### Instruction
Extract the passage of the Blue Origin launch article from "Blue Origin Livestreams" to "their web page...", copying it word for word.

### Source text
Blue Origin Livestreams - But Postpones - Its First Orbital Rocket Launch (blueorigin.com) 33

"We're standing down on today's launch attempt," Blue Origin posted late last night, "to troubleshoot a vehicle subsystem issue that will take us beyond our launch window. We're reviewing opportunities for our next launch attempt."

But soon Blue Origin will again attempt its very first orbital flight. And they'll also attempt to land their reusable Stage 1 on a drone in the Atlantic ocean...

Several hours Sunday night their rocket was fueled on its launch pad at Cape Canaveral, Florida, awaiting ignition. Its three-hour launch window had just opened. And Blue Origin was webcasting it all live on their web page...

But whatever happened, Ars Technica's senior space editor Eric Berger got to talk to an "affable and anxious" Jeff Bezos: "It's pretty exciting, isn't it?" Jeff Bezos, the founder of Amazon and Blue Origin, said by way of greeting... I asked what his expectations were for the launch of New Glenn, which has a three-hour window that opens at 1 am ET (06:00 UTC) on Monday, January 13... "We would certainly like to achieve orbit, and get the Blue Ring Pathfinder into orbit," Bezos said. "Landing the booster would be gravy on top of that. It's kind of insane to try and land the booster. A more sane approach would probably be to try to land it into ocean. But we're gonna go for it."

Blue Origin has built a considerable amount of infrastructure on a drone ship, Jacklyn, that will be waiting offshore for the rocket to land upon. Was Bezos not concerned about putting that hardware at risk? "I'm worried about everything," he admitted. However, the rocket has been programmed to divert from the ship if the avionics on board the vehicle sense that anything is off-nominal. And there is, of course, a pretty good chance of that happening. "We've done a lot of work, we've done a lot of testing, but there are some things that can only be tested in flight," Bezos said. "And you can't be overconfident in these things... The reality is, there are a lot of things that go wrong, and you have to accept that, if something goes wrong, we'll pick ourselves up and get busy for the second flight."

Bezos also pointed out that 7% of all the people who have ever flown into space have done so on a Blue Origin vehicle — including himself, an experience he told Ars Technica "is kind of hard to beat... That really was very meaningful for a whole bunch of reasons.

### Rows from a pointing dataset
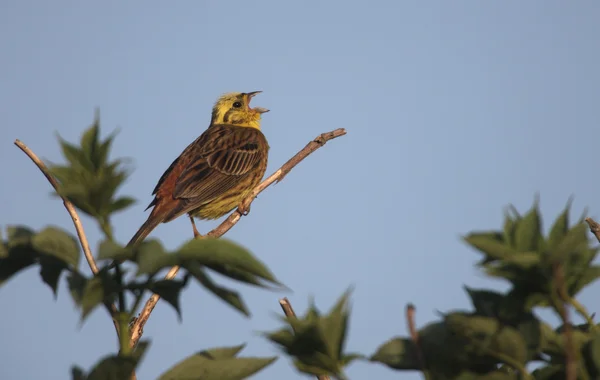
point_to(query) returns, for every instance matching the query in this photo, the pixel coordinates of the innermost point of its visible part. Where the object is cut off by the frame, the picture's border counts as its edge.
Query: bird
(214, 174)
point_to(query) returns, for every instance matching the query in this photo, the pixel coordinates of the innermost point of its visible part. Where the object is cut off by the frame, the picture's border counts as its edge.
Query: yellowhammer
(215, 172)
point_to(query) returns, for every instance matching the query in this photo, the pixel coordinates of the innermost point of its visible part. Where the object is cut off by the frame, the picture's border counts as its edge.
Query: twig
(563, 311)
(594, 227)
(68, 205)
(74, 216)
(414, 335)
(319, 141)
(286, 306)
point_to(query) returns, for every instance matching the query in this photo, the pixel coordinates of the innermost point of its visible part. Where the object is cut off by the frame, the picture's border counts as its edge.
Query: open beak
(256, 109)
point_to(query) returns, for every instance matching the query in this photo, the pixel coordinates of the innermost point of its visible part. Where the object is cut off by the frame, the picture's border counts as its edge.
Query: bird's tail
(144, 230)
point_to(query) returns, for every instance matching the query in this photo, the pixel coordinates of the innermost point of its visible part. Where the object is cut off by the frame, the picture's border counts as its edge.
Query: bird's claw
(244, 209)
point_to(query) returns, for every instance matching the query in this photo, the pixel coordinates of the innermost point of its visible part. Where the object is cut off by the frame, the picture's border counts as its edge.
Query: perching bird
(215, 172)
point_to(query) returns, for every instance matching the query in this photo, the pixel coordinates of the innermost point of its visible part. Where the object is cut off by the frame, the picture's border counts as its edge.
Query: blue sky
(454, 109)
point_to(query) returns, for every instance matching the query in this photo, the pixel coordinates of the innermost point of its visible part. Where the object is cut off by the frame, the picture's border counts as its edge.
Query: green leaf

### Written response
Blue Origin Livestreams - But Postpones - Its First Orbital Rocket Launch (blueorigin.com) 33

"We're standing down on today's launch attempt," Blue Origin posted late last night, "to troubleshoot a vehicle subsystem issue that will take us beyond our launch window. We're reviewing opportunities for our next launch attempt."

But soon Blue Origin will again attempt its very first orbital flight. And they'll also attempt to land their reusable Stage 1 on a drone in the Atlantic ocean...

Several hours Sunday night their rocket was fueled on its launch pad at Cape Canaveral, Florida, awaiting ignition. Its three-hour launch window had just opened. And Blue Origin was webcasting it all live on their web page...